▶ **TO DO**:
Would you copy only the lines below, beginning with the one that contains "form [(318, 295)]." and running through the last entry line?

>> Start THE RECORDS

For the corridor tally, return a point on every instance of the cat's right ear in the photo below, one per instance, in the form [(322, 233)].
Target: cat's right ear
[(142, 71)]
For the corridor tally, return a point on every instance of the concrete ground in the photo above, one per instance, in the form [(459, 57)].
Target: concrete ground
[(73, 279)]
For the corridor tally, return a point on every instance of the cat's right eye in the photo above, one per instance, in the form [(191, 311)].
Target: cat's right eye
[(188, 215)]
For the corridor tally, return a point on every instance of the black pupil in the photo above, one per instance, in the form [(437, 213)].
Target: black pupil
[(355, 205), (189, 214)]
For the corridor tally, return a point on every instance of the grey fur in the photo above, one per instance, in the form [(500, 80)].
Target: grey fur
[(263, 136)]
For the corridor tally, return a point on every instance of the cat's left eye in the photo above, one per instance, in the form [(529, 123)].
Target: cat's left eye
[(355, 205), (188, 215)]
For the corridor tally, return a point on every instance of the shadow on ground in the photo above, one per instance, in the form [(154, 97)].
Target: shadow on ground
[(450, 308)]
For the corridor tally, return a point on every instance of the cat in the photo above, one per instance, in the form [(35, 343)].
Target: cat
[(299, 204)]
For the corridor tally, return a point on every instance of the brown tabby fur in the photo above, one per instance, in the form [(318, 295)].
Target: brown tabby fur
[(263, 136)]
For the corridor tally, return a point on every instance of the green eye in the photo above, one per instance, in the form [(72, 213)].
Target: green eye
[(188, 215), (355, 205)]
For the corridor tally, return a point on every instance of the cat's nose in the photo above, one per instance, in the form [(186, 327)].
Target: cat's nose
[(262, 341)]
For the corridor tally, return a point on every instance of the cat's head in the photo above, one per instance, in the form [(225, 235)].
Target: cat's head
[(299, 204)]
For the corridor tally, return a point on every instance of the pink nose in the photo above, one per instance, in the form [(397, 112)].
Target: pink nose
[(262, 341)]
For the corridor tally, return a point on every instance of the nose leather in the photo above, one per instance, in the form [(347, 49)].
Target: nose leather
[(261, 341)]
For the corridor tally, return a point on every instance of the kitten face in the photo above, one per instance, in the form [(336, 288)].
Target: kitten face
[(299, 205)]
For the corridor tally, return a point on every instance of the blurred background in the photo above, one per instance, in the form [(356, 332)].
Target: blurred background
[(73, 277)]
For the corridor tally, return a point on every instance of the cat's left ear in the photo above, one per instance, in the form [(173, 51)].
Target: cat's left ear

>> End THE RECORDS

▶ **COMPLETE OUTPUT**:
For the corridor tally, return a point on every instance of the brown tabby fur in the photo above, one per instance, in the form [(318, 295)].
Target: brown tabby fur
[(263, 136)]
For the corridor tally, return a point on every instance of the green eye in the photo above, one per instance, in the form [(72, 213)].
Target: green eye
[(188, 215), (355, 205)]
For the corridor tally, return a point on every instance of the cat's nose in the photo above, one per instance, in the form [(186, 327)].
Target: cat's nose
[(262, 341)]
For the corridor tally, return a point on every instance of the cat's head in the photo above, one per instance, in the form [(225, 235)].
Target: cat's head
[(299, 204)]
For the corridor tally, return a point on every instance of the pink nose in the photo above, one per instance, in the form [(397, 112)].
Target: pink nose
[(262, 341)]
For the corridor tally, return a point on every instance of the nose leather in the photo above, one per instance, in the form [(347, 49)].
Target: nose leather
[(261, 341)]
For the corridor tally, return a point on every instance of the kitten face in the photo above, one per instance, in the form [(336, 288)].
Target: kitten face
[(299, 205)]
For the corridor tally, return a point on every instance of the blurred background in the photo above, one per instance, in the form [(356, 332)].
Target: blurred background
[(73, 277)]
For the corridor tally, return a point on every instance of the cat's left ear in the photo above, one per instance, in the form [(173, 51)].
Target: cat's left ear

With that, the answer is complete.